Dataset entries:
• • •

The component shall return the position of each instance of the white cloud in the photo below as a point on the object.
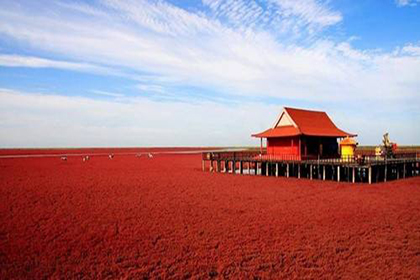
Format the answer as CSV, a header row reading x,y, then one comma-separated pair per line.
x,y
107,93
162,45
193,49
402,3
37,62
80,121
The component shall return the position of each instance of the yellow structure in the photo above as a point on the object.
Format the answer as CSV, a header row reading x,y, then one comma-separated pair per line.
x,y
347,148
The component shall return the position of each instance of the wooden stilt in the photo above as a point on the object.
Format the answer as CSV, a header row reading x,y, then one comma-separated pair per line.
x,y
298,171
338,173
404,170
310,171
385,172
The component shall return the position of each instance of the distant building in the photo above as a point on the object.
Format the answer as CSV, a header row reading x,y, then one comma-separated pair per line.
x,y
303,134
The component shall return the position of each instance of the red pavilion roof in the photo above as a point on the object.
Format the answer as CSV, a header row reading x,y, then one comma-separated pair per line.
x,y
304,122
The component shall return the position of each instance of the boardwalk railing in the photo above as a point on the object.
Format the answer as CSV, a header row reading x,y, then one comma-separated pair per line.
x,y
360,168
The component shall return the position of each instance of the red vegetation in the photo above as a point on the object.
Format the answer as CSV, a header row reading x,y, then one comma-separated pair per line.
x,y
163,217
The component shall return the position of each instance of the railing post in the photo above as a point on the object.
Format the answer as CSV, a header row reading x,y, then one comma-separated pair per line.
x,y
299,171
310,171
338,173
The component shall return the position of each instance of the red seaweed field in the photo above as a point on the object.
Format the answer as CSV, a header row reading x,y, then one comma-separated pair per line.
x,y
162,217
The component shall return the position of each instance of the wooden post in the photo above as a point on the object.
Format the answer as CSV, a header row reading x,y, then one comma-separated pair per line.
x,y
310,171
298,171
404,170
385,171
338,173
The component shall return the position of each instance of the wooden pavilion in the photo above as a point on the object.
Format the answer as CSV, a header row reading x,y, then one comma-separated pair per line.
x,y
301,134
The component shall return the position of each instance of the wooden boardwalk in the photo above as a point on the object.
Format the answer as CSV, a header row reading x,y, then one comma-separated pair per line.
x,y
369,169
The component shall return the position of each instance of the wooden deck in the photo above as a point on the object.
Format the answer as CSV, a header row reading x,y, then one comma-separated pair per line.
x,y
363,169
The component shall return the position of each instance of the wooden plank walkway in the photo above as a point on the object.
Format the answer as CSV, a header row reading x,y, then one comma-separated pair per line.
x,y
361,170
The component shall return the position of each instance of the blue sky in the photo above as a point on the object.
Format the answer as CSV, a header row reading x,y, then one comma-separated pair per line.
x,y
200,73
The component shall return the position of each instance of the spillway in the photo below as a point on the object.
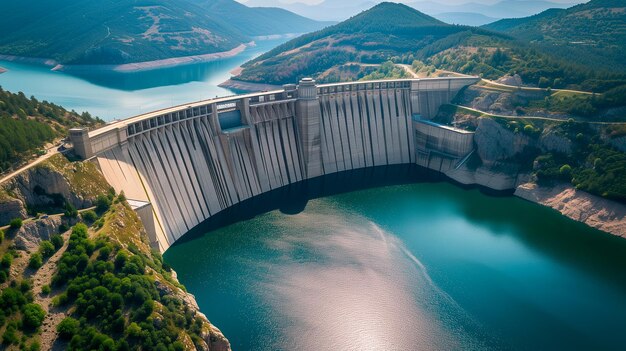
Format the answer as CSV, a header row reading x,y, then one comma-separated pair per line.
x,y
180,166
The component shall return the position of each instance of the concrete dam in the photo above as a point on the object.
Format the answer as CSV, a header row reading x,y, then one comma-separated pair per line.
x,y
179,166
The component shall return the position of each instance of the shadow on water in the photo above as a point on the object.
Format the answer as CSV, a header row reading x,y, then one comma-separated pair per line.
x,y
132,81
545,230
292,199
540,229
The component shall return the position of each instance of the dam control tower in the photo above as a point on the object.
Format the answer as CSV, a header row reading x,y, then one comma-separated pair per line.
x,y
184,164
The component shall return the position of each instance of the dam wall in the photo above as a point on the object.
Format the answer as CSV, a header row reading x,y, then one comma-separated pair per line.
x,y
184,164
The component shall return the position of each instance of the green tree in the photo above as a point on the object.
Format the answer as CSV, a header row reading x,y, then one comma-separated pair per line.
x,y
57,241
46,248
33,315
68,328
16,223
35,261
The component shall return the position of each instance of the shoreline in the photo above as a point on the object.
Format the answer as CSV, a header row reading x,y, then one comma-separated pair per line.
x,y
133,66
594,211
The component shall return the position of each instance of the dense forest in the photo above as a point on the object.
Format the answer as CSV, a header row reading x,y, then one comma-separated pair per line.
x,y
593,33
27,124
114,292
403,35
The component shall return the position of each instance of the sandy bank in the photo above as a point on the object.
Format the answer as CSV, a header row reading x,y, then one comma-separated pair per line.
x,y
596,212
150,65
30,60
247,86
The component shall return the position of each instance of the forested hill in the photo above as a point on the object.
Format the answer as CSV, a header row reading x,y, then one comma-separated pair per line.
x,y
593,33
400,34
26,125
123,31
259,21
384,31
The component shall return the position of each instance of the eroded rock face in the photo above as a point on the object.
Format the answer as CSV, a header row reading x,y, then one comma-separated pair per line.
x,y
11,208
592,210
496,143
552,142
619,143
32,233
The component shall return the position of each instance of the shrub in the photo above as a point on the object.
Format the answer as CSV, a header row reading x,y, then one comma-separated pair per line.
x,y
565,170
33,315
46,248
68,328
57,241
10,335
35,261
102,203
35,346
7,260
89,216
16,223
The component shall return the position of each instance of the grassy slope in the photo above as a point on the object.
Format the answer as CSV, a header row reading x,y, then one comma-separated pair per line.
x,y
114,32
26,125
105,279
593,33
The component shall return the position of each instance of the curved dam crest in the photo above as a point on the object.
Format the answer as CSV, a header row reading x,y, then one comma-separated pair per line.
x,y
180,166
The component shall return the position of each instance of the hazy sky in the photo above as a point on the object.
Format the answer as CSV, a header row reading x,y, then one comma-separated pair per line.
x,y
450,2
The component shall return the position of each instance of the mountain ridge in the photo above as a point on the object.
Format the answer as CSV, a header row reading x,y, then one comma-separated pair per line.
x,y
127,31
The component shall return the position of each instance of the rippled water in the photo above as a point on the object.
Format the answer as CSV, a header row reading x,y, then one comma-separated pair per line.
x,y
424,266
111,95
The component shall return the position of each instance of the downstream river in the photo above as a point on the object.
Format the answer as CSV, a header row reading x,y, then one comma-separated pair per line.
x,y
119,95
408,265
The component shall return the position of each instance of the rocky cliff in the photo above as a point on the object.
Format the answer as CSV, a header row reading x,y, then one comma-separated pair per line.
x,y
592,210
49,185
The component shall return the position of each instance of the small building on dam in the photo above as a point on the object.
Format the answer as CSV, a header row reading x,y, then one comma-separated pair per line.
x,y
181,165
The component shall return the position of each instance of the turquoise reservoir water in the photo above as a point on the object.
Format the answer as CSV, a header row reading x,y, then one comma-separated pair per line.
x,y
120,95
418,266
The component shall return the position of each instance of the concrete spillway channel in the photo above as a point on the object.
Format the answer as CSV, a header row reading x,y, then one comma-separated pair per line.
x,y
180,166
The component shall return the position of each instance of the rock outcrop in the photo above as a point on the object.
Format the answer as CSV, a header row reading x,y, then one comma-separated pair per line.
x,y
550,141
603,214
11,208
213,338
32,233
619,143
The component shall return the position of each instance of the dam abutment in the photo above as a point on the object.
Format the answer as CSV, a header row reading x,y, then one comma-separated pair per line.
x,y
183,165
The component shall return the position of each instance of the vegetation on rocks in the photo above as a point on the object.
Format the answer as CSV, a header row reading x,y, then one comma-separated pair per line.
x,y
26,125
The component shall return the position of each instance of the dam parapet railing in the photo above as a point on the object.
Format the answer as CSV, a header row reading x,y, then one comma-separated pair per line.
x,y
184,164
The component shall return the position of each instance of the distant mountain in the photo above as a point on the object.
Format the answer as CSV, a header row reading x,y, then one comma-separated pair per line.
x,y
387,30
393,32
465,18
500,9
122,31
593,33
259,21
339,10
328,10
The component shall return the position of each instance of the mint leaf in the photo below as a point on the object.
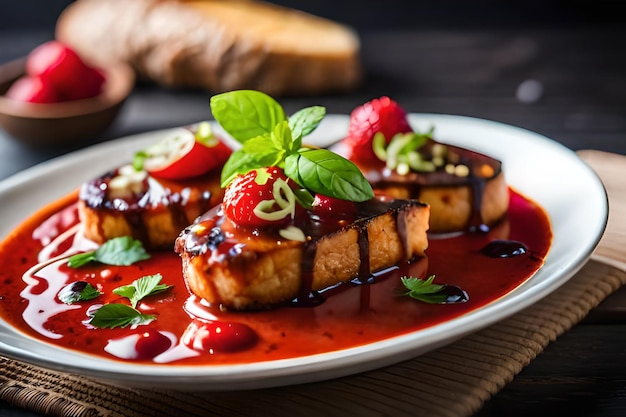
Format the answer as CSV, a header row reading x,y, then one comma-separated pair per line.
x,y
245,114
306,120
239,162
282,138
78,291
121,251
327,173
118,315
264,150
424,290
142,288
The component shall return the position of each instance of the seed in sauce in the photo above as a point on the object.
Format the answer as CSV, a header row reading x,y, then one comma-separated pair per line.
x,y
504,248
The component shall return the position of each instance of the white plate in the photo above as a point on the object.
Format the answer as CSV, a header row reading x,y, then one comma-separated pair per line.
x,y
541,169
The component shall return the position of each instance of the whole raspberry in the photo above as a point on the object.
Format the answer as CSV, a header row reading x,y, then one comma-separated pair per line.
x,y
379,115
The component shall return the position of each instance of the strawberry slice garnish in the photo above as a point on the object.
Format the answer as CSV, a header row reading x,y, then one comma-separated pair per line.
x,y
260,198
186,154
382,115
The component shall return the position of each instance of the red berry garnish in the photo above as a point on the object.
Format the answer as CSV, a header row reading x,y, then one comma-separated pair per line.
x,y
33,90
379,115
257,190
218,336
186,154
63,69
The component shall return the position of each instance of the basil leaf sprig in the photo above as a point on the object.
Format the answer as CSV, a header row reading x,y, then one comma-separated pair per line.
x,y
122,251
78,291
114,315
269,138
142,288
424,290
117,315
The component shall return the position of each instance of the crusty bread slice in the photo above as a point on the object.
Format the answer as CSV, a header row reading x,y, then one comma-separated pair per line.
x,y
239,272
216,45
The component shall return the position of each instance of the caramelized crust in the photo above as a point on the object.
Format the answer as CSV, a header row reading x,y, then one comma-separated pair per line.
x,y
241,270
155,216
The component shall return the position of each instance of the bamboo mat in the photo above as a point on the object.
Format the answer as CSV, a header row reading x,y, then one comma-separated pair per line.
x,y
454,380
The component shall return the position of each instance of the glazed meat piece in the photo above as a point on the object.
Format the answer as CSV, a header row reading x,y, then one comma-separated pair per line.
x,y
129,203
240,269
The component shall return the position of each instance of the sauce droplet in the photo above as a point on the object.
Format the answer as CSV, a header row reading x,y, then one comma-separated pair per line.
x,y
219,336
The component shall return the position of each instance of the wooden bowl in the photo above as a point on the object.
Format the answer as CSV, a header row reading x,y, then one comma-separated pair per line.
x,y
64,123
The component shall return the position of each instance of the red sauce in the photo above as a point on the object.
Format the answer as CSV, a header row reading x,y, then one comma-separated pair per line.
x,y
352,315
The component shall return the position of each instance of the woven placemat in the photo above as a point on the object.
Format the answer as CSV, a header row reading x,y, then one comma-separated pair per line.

• • •

PROBLEM STATEMENT: Lines from the one with "the red sauce" through the end of the data: set these down exactly, including both ends and nothing more.

ANSWER FOR THE TASK:
The component shall return the position of each instance of the red sauce in the photo above as a point on the object.
Format the answer as CSV, a header row reading x,y, then one comma-separated pair per line.
x,y
352,315
The component shall return the position of each instance of the woven placemat in the photo above as a point on the object.
Format the answer as CSV, a header row reading x,y, then one comma-separated pair per line.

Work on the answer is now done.